--- START TEXT PASSAGE ---

[Spark on mesos] Spark framework not re-registered and lost after mesos master restarted

classic Classic list List threaded Threaded
5 messages Options
Reply | Threaded
Open this post in threaded view
|  
Report Content as Inappropriate

[Spark on mesos] Spark framework not re-registered and lost after mesos master restarted

Yu Wei

Hi guys,

I encountered a problem about spark on mesos.

I setup mesos cluster and launched spark framework on mesos successfully.

Then mesos master was killed and started again.

However, spark framework couldn't be re-registered again as mesos agent does. I also couldn't find any error logs.

And MesosClusterDispatcher is still running there.


I suspect this is spark framework issue.

What's your opinion?



Thanks,

Jared, (韦煜)
Software developer
Interested in open source software, big data, Linux

Reply | Threaded
Open this post in threaded view
|  
Report Content as Inappropriate

Re: [Spark on mesos] Spark framework not re-registered and lost after mesos master restarted

Timothy Chen
I think failover isn't enabled on regular Spark job framework, since we assume jobs are more ephemeral.

It could be a good setting to add to the Spark framework to enable failover.

Tim

On Mar 30, 2017, at 10:18 AM, Yu Wei <[hidden email]> wrote:

Hi guys,

I encountered a problem about spark on mesos.

I setup mesos cluster and launched spark framework on mesos successfully.

Then mesos master was killed and started again.

However, spark framework couldn't be re-registered again as mesos agent does. I also couldn't find any error logs.

And MesosClusterDispatcher is still running there.


I suspect this is spark framework issue.

What's your opinion?



Thanks,

Jared, (韦煜)

--- END TEXT PASSAGE ---

Resume the forum thread about the Spark framework failing to re-register after the Mesos master restart, picking up right after its final line. The records after this point come from an unrelated source.

--- START RECORD EXCERPTS ---

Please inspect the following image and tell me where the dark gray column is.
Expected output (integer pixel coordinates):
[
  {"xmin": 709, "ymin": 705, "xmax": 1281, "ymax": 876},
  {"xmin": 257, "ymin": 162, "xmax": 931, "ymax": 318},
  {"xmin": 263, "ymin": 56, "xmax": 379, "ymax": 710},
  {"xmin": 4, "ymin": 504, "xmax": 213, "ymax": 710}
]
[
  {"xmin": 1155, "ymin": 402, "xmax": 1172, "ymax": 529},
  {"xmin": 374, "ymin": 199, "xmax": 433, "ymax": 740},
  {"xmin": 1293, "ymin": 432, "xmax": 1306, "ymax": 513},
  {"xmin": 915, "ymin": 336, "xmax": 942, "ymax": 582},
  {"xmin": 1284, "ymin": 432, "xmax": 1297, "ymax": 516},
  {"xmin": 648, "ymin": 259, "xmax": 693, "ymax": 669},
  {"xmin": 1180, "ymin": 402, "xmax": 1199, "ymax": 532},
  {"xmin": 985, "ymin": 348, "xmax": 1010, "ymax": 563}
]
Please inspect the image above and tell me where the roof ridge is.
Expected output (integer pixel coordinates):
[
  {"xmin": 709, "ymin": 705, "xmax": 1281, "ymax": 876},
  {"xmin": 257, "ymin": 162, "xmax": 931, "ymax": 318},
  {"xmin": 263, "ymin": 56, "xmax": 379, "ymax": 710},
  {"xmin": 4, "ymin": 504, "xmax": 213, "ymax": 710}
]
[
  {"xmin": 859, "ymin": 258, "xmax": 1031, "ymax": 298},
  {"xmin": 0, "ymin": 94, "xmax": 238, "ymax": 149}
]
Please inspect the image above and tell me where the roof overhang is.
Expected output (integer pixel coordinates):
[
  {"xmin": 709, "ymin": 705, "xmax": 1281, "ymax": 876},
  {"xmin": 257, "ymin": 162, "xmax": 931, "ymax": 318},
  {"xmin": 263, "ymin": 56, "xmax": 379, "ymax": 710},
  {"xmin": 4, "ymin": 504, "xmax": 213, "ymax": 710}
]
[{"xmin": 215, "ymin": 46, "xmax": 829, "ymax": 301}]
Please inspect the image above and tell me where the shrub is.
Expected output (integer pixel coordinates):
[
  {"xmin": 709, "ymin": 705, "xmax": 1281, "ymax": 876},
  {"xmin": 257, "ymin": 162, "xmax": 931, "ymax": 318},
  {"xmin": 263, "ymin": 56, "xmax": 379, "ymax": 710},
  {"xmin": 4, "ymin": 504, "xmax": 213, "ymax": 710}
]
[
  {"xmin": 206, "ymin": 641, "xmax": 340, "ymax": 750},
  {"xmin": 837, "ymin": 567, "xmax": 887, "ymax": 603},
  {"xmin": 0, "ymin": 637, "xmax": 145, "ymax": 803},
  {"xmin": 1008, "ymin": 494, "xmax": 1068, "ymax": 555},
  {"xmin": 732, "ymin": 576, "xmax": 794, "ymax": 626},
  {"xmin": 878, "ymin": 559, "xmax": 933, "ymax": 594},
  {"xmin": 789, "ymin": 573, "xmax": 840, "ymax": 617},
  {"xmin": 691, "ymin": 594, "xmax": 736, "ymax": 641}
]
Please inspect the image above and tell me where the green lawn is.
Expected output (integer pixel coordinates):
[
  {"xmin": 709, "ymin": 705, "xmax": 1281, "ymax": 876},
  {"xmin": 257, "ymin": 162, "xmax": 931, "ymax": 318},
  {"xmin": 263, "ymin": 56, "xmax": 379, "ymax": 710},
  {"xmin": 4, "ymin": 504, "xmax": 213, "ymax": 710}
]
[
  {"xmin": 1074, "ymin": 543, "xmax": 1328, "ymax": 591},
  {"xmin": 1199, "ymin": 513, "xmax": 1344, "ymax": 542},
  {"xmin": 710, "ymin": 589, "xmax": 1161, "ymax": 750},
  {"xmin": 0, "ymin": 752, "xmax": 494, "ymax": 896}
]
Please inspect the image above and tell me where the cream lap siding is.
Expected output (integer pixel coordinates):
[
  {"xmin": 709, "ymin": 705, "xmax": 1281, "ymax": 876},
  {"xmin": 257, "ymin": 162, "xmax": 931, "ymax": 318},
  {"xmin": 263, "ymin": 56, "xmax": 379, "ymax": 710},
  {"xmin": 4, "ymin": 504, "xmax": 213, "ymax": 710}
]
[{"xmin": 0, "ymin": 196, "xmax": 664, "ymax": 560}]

--- END RECORD EXCERPTS ---

*REPLY TO THE TASK*:
Software developer
Interested in open source software, big data, Linux

Reply | Threaded
Open this post in threaded view
|  
Report Content as Inappropriate

Re: [Spark on mesos] Spark framework not re-registered and lost after mesos master restarted

Yu Wei

Hi Tim,

I tested the scenario again with settings as below,
 
[dcos@agent spark-2.0.2-bin-hadoop2.7]$ cat conf/spark-defaults.conf
spark.deploy.recoveryMode  ZOOKEEPER
spark.deploy.zookeeper.url 192.168.111.53:2181
spark.deploy.zookeeper.dir /spark
spark.executor.memory 512M
spark.mesos.principal agent-dev-1

 
However, the case still failed. After master restarted, spark framework did not re-register.
From spark framework log, it seemed that below method in MesosClusterScheduler was not called.
override def reregistered(driver: SchedulerDriver, masterInfo: MasterInfo): Unit

Did I miss something? Any advice?


Thanks,

Jared, (韦煜)
Software developer
Interested in open source software, big data, Linux




From: Timothy Chen <[hidden email]>
Sent: Friday, March 31, 2017 5:13 AM
To: Yu Wei
Cc: [hidden email]; dev
Subject: Re: [Spark on mesos] Spark framework not re-registered and lost after mesos master restarted
 
I think failover isn't enabled on regular Spark job framework, since we assume jobs are more ephemeral.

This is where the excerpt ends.